_Problem description_. Your answer should restate each line of the data below word for word.

Natural language region descriptions
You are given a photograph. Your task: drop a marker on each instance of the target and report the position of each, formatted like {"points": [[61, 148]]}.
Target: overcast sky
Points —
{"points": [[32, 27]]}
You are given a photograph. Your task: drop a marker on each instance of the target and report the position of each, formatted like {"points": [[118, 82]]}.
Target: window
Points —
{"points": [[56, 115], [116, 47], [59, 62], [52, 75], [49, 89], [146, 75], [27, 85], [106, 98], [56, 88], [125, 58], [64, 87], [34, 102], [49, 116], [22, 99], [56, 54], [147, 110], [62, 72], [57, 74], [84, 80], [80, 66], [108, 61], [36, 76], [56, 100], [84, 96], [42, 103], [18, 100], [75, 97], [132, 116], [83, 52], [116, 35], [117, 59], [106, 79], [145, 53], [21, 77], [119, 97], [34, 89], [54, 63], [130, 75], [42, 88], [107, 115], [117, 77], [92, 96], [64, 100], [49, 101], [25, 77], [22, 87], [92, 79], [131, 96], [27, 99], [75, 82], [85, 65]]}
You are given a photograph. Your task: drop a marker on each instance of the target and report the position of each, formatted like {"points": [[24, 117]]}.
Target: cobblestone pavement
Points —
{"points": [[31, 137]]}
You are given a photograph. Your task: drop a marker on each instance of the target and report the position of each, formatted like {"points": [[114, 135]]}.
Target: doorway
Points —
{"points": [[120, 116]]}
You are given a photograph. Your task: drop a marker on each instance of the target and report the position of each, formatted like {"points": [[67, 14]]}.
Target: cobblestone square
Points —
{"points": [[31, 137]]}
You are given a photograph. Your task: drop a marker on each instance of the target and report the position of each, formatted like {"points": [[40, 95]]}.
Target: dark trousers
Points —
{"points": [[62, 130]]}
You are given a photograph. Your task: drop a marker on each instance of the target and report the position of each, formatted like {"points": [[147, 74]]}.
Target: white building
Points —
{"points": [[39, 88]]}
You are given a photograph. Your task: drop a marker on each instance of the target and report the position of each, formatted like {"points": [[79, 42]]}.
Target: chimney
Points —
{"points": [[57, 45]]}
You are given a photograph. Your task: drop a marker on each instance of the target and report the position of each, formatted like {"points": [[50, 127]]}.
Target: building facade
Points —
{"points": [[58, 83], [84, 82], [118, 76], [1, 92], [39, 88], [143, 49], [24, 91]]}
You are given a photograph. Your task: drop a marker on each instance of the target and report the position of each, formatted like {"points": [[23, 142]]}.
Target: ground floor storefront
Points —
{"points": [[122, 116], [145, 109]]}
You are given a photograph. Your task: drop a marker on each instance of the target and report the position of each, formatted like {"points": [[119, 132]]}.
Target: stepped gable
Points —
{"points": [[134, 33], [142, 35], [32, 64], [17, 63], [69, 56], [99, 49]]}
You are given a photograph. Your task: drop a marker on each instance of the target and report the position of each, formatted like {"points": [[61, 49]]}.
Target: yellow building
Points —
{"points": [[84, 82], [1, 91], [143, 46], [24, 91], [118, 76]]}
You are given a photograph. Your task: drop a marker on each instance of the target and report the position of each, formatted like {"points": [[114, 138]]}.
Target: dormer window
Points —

_Response below_.
You are given a photograph. Your task: drop a marker on each instance of the target and report the position of each, formatted like {"points": [[61, 148]]}.
Target: overcast sky
Points —
{"points": [[32, 27]]}
You are given a photograph. Your task: drop a marker on each instance of the target and report the position of each, formatted like {"points": [[118, 82]]}.
Target: window
Points —
{"points": [[56, 115], [116, 47], [59, 62], [52, 75], [49, 89], [146, 75], [27, 85], [106, 98], [56, 88], [125, 58], [64, 87], [34, 102], [49, 116], [22, 99], [56, 54], [147, 110], [62, 72], [57, 74], [84, 80], [80, 66], [108, 61], [36, 76], [56, 100], [84, 96], [42, 103], [18, 100], [75, 97], [132, 116], [83, 52], [116, 35], [117, 59], [106, 79], [145, 53], [21, 77], [119, 97], [34, 89], [54, 63], [130, 75], [42, 88], [107, 115], [117, 77], [92, 96], [64, 100], [49, 101], [25, 77], [22, 87], [92, 79], [131, 96], [27, 99], [75, 82], [85, 65]]}
You are given a photograph. Your task: drop a marker on each instance of the target and report the position of each, formatted like {"points": [[24, 117]]}.
Target: cobblestone pavement
Points —
{"points": [[31, 137]]}
You are given a photograph. Your task: drop a marker on each instance of the target and report the position of each, formatted like {"points": [[114, 135]]}.
Target: doorway
Points —
{"points": [[120, 116]]}
You are given a photograph. Your task: drop a marker on each instance of the target and report the position of each, formatted like {"points": [[67, 14]]}.
Target: cobblestone square
Points —
{"points": [[31, 137]]}
You are given a photograph. Your task: drop a marker on each instance of the target and report the position of each, formatted like {"points": [[40, 95]]}.
Target: dark trousers
Points —
{"points": [[62, 130]]}
You are given a photograph. Your task: drop a marker on each instance of the target and report the position of each, formatted like {"points": [[147, 74]]}.
Target: white building
Points —
{"points": [[39, 88]]}
You are given a photograph. Your task: drop a marker on each instance of the target and report the position of each, formatted like {"points": [[79, 42]]}.
Target: chimney
Points —
{"points": [[57, 45]]}
You are given a photograph. Your task: drop a marker on each instance of the target and report the position of each, formatted like {"points": [[50, 127]]}.
Target: building facade
Points —
{"points": [[58, 83], [84, 82], [118, 76], [1, 92], [39, 88], [143, 49], [24, 91]]}
You are given a photograph. Your task: drop a marker on each instance of the target and report the position of each, formatted like {"points": [[23, 142]]}.
Target: ground floor storefront
Points —
{"points": [[122, 116], [145, 109]]}
You are given a photograph. Your task: drop a marker on each instance of the target and report the position of each, formatted like {"points": [[119, 132]]}.
Target: stepped gable
Points —
{"points": [[134, 33], [142, 35], [32, 64], [17, 63], [69, 56], [99, 49]]}
You are given a photograph. Your task: drop a marker on each instance of the target and report the position of each, formatted like {"points": [[61, 49]]}.
Target: yellow building
Points —
{"points": [[84, 82], [1, 91], [143, 46], [24, 91], [118, 76]]}
You are given a photograph. Your task: drop a marker on each instance of the target and report the position of each, formatted like {"points": [[114, 138]]}.
Target: dormer window
Points —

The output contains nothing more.